• [Given data]:
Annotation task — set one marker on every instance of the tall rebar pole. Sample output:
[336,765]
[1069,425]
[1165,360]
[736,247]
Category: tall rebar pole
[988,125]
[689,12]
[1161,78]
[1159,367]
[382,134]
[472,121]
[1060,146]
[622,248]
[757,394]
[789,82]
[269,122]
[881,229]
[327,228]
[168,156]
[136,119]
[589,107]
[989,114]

==

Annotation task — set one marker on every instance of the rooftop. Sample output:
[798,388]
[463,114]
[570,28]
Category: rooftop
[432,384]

* * *

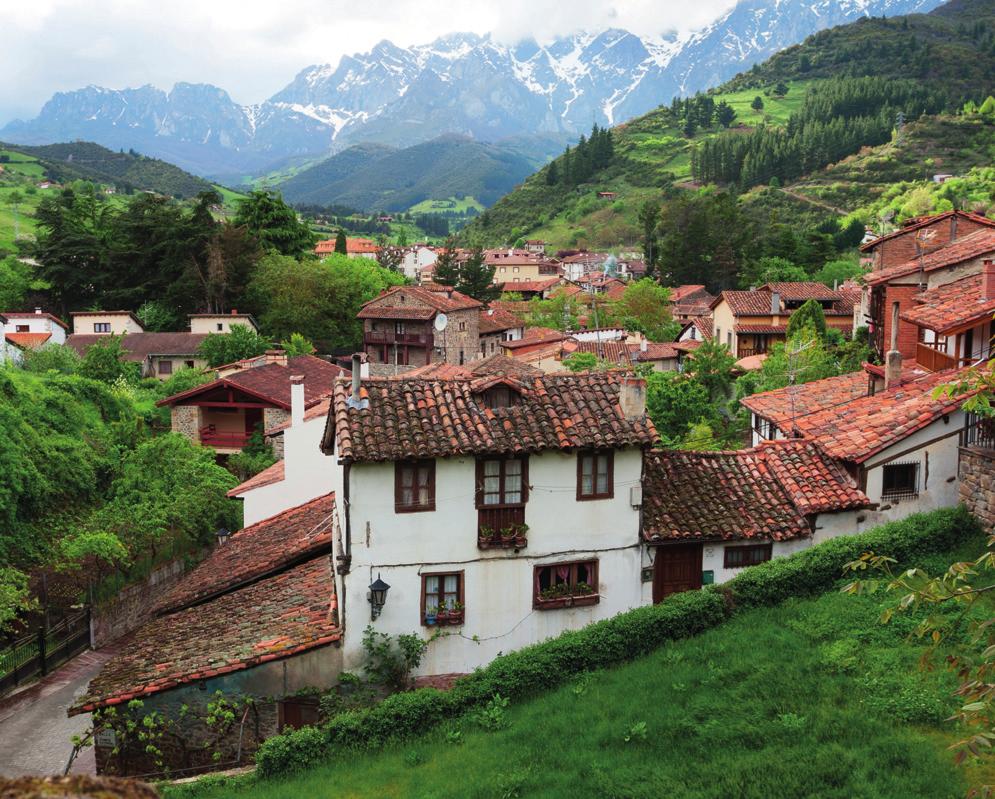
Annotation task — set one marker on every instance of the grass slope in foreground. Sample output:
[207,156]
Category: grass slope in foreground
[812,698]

• [Work to complete]: Filter the lines above, copying each one that contains the string "slope". Case counts.

• [Response]:
Annotation task — set one marker on every instance of the grass slope in foreground. Sample output:
Category: grass slope in foreground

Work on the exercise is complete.